Starting at the line that contains "point_to finds the black book" and stopping after the line that contains "pixel 23 736", write those lines out again with "table" swapped for "desk" and nothing else changed.

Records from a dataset
- - - -

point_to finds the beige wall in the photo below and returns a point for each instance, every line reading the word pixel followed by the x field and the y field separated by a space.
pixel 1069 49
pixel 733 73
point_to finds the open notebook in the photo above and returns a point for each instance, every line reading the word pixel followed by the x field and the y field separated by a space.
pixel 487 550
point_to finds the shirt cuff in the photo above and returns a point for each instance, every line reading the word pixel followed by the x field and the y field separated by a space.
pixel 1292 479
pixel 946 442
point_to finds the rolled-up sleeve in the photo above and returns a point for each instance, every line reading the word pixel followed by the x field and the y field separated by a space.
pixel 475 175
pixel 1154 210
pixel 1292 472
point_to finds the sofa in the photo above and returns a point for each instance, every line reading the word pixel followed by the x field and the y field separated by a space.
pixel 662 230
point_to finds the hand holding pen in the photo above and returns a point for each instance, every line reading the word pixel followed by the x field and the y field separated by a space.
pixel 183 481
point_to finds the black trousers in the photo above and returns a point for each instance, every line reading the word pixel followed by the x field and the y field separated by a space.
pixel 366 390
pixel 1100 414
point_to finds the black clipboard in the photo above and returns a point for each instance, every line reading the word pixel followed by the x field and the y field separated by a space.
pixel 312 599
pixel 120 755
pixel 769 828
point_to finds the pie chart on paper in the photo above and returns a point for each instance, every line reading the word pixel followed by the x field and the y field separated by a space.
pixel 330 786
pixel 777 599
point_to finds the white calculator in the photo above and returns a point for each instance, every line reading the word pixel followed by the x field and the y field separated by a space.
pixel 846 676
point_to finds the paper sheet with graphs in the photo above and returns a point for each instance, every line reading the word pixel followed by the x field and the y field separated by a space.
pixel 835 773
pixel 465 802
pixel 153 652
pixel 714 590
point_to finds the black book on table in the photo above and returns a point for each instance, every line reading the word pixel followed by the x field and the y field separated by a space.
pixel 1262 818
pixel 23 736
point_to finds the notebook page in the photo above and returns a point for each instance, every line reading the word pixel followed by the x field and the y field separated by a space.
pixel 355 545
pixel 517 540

- - - -

▶ _Solution_
point_to finds the black book on desk in the photo above and returns a point for each instance, every line reading the word pixel followed by the x field and the y field separated by a space.
pixel 1262 818
pixel 23 736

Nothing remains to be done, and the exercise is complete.